(Collected data entries)
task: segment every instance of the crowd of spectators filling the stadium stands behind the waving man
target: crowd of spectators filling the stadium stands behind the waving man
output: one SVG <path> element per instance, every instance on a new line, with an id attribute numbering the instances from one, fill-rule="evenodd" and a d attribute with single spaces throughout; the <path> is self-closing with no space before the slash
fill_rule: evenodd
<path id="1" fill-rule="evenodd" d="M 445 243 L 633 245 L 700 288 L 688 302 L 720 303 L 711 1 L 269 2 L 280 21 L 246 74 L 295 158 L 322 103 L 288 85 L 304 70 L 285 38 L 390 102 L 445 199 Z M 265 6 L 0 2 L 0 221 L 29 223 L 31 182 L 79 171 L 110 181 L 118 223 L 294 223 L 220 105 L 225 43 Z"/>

TASK PROMPT:
Your output should be the lines from the one with "target: crowd of" through the end of the records above, copied exactly.

OUTPUT OF THE TASK:
target: crowd of spectators filling the stadium stands behind the waving man
output: one SVG <path> element per instance, every instance on a new line, with an id attribute numbering the instances from one, fill-rule="evenodd" and a d attribute with single spaces throughout; the <path> is self-closing with no space before the slash
fill_rule: evenodd
<path id="1" fill-rule="evenodd" d="M 445 243 L 633 245 L 700 288 L 688 302 L 720 303 L 711 1 L 269 2 L 280 21 L 246 74 L 295 158 L 322 103 L 288 85 L 304 70 L 285 38 L 390 102 L 445 199 Z M 265 6 L 0 2 L 0 221 L 29 223 L 31 182 L 79 171 L 110 181 L 118 223 L 294 223 L 220 105 L 225 43 Z"/>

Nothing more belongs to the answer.